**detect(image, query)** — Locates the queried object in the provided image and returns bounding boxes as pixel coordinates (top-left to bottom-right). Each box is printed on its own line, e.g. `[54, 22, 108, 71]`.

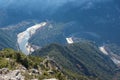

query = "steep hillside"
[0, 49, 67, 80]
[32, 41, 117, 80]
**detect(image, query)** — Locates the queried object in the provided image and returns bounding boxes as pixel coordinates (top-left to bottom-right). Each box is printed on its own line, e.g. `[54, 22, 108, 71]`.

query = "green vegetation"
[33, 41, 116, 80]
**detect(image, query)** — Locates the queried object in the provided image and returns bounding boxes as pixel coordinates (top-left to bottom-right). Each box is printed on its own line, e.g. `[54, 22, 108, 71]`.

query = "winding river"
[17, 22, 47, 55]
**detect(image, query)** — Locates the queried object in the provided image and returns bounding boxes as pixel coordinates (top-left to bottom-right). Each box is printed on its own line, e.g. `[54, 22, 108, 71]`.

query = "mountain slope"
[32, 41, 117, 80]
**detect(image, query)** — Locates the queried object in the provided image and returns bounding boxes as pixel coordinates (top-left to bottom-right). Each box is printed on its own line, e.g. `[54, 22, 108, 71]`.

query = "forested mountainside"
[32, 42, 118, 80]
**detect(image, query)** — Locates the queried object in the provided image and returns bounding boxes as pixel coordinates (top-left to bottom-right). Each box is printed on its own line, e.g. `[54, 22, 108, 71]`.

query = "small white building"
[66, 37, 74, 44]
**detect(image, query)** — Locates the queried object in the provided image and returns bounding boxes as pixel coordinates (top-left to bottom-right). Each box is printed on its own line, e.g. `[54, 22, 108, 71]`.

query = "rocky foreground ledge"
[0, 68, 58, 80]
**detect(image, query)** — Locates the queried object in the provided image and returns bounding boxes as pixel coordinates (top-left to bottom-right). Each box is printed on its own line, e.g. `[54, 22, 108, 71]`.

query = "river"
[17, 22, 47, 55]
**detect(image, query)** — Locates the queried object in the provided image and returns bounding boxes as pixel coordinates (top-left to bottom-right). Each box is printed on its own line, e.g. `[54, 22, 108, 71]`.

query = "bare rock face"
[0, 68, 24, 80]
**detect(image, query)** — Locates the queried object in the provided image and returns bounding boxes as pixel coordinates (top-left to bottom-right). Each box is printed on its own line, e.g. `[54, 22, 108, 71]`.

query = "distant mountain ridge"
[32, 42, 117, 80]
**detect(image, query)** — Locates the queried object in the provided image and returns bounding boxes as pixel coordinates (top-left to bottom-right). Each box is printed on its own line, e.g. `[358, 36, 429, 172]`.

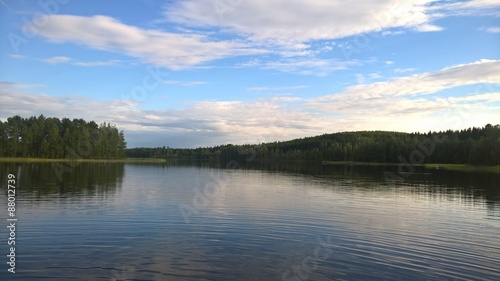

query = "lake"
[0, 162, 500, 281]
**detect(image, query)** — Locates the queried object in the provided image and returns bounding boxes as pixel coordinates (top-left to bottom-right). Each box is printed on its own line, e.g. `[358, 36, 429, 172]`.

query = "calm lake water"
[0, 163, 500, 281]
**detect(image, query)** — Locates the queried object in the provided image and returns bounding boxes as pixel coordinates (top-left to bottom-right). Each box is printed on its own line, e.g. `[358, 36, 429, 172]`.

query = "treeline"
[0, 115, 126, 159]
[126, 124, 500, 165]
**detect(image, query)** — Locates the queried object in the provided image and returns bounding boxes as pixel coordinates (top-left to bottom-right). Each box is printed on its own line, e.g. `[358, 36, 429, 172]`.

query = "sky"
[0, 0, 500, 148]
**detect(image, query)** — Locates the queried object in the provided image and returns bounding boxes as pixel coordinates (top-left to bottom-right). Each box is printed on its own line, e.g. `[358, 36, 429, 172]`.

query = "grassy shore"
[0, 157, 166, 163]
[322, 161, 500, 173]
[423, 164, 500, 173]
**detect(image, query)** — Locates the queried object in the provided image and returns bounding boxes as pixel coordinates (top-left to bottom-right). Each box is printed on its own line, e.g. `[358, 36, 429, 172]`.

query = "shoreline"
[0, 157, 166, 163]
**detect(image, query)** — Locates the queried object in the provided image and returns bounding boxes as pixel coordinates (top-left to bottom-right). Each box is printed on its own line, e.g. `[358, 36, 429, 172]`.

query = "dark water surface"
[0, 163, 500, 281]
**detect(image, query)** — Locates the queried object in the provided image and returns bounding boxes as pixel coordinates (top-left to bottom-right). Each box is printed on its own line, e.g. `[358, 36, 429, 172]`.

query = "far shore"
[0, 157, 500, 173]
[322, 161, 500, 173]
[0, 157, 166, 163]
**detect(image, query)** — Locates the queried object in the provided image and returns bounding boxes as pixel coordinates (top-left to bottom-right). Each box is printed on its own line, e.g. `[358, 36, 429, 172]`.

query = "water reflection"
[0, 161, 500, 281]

> Written exercise: Write out, word for word, the stretch from the start of the items through the line containing "[32, 42, 118, 80]", including both ends. Leave the pictures out of your answer.

> Exercise result:
**detect(image, query)** — Locates the queried object in the provided image and returns bounding boxes as pixel coordinates (top-left to bottom-right). Each box is printed on its own line, e.g. `[54, 22, 108, 71]`.


query = "steep hillside"
[0, 49, 67, 80]
[32, 41, 117, 80]
**detect(image, query)** — Locates the queried object in the provided image and returns bounding boxes as pixel coordinates (top-left to bottom-right). Each box is printed on its own line, e.g. `[54, 22, 108, 71]`.

query = "green vegetation"
[33, 41, 116, 80]
**detect(image, query)** — Locates the queried object in the provided image and returns bounding boxes as pixel coordinates (top-left to bottom-right). Each box is printed on its own line, e.g. `[54, 22, 108, 71]`.

query = "winding river"
[17, 22, 47, 55]
**detect(image, query)** — Locates the queried object in the provided image and returns bounding boxes as pixel coordinates (top-left to bottom-right). Each box is printed on its own line, e.g. `[54, 22, 108, 71]`.

query = "mountain slope"
[32, 41, 117, 80]
**detect(image, query)** — Locates the queried object in the provided image and returns bounding boxes as pixel coordinates (top-left to bottom-right). Each box is printed on its own line, e.g. `[54, 22, 108, 71]`.

query = "forested mountainside"
[32, 42, 118, 80]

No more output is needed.